_ENTRIES SHOWN_
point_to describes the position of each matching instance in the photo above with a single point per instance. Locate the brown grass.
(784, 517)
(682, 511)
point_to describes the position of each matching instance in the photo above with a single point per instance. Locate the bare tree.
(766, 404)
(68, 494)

--

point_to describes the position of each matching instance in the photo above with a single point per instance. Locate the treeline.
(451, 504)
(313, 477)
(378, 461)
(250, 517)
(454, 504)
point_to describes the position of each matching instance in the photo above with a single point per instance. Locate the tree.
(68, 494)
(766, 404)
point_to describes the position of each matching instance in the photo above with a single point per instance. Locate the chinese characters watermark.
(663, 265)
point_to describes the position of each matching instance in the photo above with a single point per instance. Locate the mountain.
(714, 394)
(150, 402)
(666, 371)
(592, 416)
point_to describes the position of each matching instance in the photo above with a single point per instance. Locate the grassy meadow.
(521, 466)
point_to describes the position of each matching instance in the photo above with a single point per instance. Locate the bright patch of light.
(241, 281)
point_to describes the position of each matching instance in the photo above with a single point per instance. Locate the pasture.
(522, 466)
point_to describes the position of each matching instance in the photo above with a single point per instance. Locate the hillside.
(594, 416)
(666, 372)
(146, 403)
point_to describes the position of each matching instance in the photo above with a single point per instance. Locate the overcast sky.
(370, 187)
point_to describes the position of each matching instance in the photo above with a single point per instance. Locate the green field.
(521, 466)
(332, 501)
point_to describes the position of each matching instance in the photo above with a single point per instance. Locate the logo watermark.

---

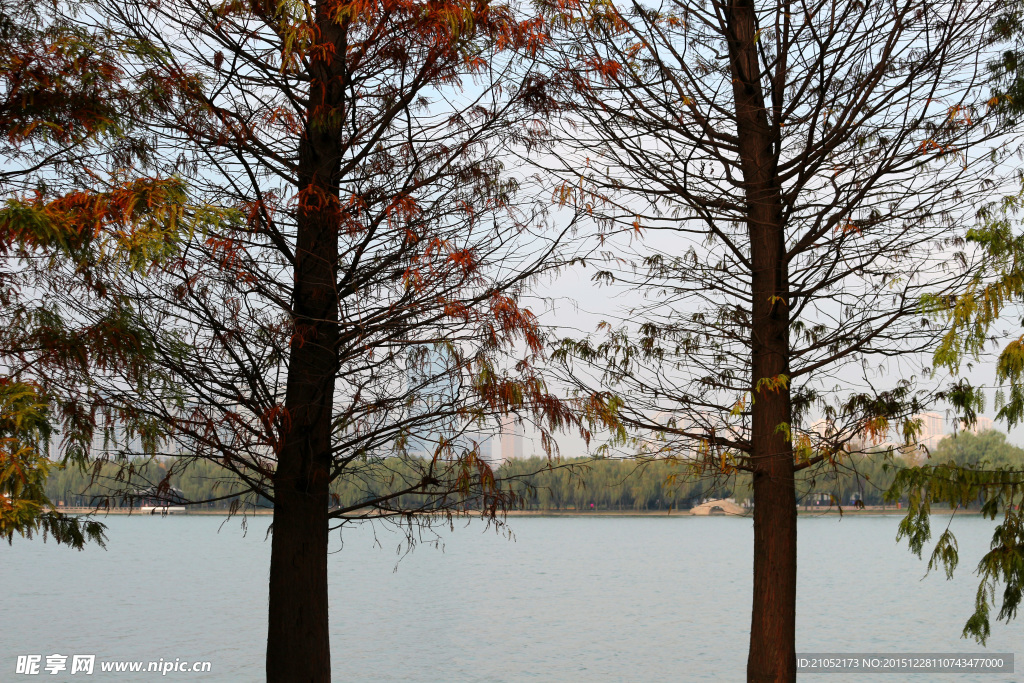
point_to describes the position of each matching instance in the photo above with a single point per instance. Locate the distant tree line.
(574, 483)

_EXERCISE_
Return every line from the records above that contains the word "watermark", copying each one in full.

_ANSWER IN FULL_
point_to describes the position of each matching instance in the photo above with a single point per instance. Locate the chinese characters watermark.
point_to describes the position of each matching instance in the photo above with a single point per instance. Locate the logo watermark.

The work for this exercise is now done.